• WHAT IS BEING ASKED:
Continue the abstract on neutral networks in protein space, starting right after its final sentence.

• PAGE EXCERPT:
%%
Neutral networks in protein space: a computational study based on knowledge-based potentials of mean force - PubMed (original) (raw)
Background: Many protein sequences, often unrelated, adopt similar folds. Sequences folding into the same shape thus form subsets of sequence space. The shape and the connectivity of these sets have implications for protein evolution and de novo design.
Results: We investigate the topology of these sets for some proteins with known three-dimensional structure using inverse folding techniques. First, we find that sequences adopting a given fold do not cluster in sequence space and that there is no detectable sequence homology among them. Nevertheless, these sequences are connected in the sense that there exists a path such that every sequence can be reached from every other sequence while the fold remains unchanged. We find similar results for restricted amino acid alphabets in some cases (e. g. ADLG). In other cases, it seems impossible to find sequences with native-like behavior (e.g. QLR). These findings seem to be independent of the particular structure considered.
%%
• SUPPLIED ENTRIES:
%%
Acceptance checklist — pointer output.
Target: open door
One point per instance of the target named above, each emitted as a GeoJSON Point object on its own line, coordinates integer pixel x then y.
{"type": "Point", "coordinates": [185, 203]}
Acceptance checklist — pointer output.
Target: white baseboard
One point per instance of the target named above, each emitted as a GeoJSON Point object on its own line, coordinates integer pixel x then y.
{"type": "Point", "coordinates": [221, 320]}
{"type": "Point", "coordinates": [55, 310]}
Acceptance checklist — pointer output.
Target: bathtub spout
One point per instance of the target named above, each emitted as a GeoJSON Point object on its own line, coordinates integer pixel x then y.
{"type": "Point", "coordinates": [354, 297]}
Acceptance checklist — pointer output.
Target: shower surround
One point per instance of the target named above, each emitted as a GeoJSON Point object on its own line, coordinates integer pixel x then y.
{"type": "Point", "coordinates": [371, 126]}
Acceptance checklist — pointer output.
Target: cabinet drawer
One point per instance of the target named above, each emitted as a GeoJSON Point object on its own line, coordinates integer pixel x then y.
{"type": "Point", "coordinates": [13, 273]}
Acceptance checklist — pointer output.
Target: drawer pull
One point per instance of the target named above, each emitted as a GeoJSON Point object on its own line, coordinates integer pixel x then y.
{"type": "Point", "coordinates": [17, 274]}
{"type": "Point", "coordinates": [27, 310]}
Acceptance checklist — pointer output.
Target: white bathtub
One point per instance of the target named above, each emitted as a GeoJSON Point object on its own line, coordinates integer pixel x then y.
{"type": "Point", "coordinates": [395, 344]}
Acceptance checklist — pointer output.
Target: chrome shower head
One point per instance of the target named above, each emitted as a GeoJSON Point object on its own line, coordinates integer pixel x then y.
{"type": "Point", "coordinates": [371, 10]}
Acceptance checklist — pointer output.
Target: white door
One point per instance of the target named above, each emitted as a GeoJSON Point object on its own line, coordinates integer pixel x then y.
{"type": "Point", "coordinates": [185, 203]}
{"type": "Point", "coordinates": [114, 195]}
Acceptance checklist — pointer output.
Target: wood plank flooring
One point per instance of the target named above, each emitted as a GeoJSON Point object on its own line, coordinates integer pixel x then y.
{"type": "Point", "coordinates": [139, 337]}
%%
• RESULT OF THIS TASK:
Conclusions: Amino acid sequences folding into a common shape are distributed homogeneously in sequence space. Hence, the connectivity of the set of these sequences implies the existence of very long neutral paths on all examined protein structures. Regarding protein design, these results imply that sequences with more or less arbitrary chemical properties can be attached to a given structural framework. But we also observe that designability varies significantly among native structures. These features of protein sequence space are similar to what has been found for nucleic acids.